Return each line in the entries below that contains the word "green". Matches must agree in case.
[Input material start]
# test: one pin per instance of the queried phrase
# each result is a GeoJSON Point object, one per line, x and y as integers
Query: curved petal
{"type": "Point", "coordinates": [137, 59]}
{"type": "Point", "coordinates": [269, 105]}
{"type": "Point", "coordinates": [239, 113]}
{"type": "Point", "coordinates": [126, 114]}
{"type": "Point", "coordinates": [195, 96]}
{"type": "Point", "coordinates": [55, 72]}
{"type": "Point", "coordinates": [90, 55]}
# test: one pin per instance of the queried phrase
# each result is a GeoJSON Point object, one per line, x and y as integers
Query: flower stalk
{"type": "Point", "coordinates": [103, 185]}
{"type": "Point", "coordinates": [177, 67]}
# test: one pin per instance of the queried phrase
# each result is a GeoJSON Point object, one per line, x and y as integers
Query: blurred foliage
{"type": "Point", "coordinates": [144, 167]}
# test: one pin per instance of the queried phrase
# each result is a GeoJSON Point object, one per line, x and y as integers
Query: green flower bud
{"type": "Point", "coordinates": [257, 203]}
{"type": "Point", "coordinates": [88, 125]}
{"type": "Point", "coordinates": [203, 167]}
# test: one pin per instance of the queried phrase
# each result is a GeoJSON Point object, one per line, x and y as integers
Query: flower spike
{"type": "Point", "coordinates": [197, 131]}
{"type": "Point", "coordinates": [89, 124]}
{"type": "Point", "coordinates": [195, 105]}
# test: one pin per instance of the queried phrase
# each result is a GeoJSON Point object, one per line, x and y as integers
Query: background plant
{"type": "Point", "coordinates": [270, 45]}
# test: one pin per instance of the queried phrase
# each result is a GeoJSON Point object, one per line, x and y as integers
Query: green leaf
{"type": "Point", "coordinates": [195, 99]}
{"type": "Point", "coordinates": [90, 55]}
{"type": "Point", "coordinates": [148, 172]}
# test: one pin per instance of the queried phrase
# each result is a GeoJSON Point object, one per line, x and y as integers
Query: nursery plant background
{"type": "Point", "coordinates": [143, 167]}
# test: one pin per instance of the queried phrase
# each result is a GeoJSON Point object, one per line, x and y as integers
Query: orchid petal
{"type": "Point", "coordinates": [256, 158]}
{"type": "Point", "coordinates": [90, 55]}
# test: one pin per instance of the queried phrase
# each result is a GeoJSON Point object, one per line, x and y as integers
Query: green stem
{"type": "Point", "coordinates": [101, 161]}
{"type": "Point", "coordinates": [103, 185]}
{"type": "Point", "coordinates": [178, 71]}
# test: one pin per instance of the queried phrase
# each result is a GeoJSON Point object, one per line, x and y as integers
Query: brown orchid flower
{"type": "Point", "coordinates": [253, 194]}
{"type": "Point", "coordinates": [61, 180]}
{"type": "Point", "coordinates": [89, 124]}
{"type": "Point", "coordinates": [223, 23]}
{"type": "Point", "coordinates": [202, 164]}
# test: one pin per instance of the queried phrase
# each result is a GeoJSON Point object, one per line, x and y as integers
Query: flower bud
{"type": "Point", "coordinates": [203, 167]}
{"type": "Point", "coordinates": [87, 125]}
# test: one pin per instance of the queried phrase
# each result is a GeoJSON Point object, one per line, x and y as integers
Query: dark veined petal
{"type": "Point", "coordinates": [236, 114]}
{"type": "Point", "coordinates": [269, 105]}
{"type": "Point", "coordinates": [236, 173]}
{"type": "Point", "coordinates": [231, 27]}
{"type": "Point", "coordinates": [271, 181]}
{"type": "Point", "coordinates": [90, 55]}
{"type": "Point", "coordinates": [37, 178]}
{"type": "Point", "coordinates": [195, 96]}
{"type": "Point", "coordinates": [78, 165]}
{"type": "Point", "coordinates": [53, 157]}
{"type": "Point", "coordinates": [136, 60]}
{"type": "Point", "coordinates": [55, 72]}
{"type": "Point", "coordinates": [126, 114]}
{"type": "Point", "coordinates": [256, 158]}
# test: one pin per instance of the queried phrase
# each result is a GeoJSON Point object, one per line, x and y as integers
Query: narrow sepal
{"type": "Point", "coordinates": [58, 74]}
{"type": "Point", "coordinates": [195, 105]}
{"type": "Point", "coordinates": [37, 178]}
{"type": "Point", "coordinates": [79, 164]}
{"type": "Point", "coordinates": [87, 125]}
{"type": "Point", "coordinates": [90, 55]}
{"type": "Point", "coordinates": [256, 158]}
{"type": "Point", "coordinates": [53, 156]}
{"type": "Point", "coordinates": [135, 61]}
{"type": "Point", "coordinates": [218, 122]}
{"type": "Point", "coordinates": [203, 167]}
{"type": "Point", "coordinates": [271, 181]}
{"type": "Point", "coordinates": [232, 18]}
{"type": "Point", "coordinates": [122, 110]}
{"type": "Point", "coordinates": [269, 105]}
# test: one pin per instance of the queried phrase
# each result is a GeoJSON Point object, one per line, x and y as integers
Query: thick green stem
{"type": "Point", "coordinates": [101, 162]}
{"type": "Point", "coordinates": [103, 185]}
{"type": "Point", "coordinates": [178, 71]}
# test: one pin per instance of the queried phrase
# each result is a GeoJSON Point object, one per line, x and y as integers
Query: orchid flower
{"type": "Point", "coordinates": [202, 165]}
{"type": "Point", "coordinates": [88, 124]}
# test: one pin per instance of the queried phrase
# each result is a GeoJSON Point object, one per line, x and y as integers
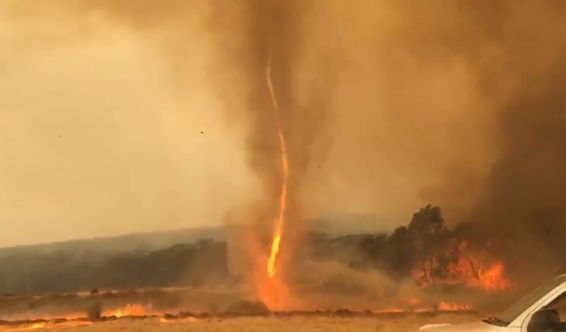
[Input material end]
Solved exercise.
Query: green flower bud
Query: green leaf
Query: green stem
Query: thick green stem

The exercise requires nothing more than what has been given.